Задание: Замените во всех записях «high-rise building» на «skyscraper» и приведите записи заново, больше ничего не меняя. Изображения в ответ не включайте.

Исходные данные:
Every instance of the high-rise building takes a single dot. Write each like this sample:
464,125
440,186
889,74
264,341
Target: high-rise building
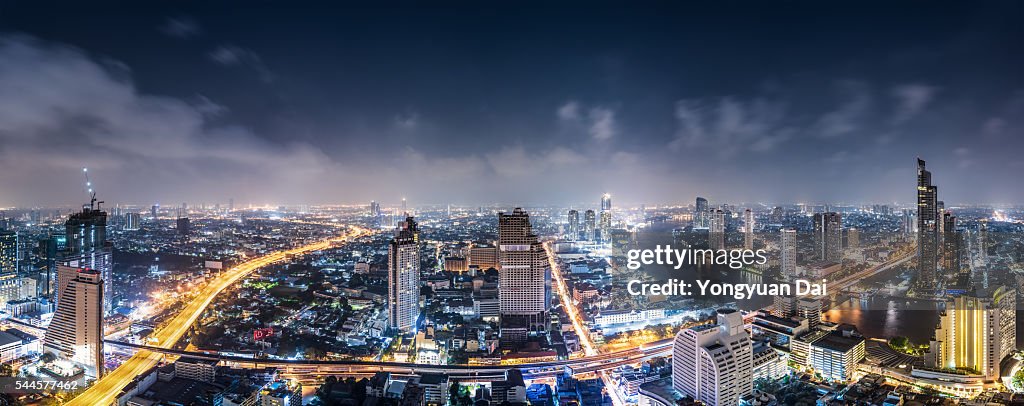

Решение задания:
Every instance of the skyscraper takes a single dot. Write each like this sample:
464,125
440,186
889,74
264,341
Target: skyscraper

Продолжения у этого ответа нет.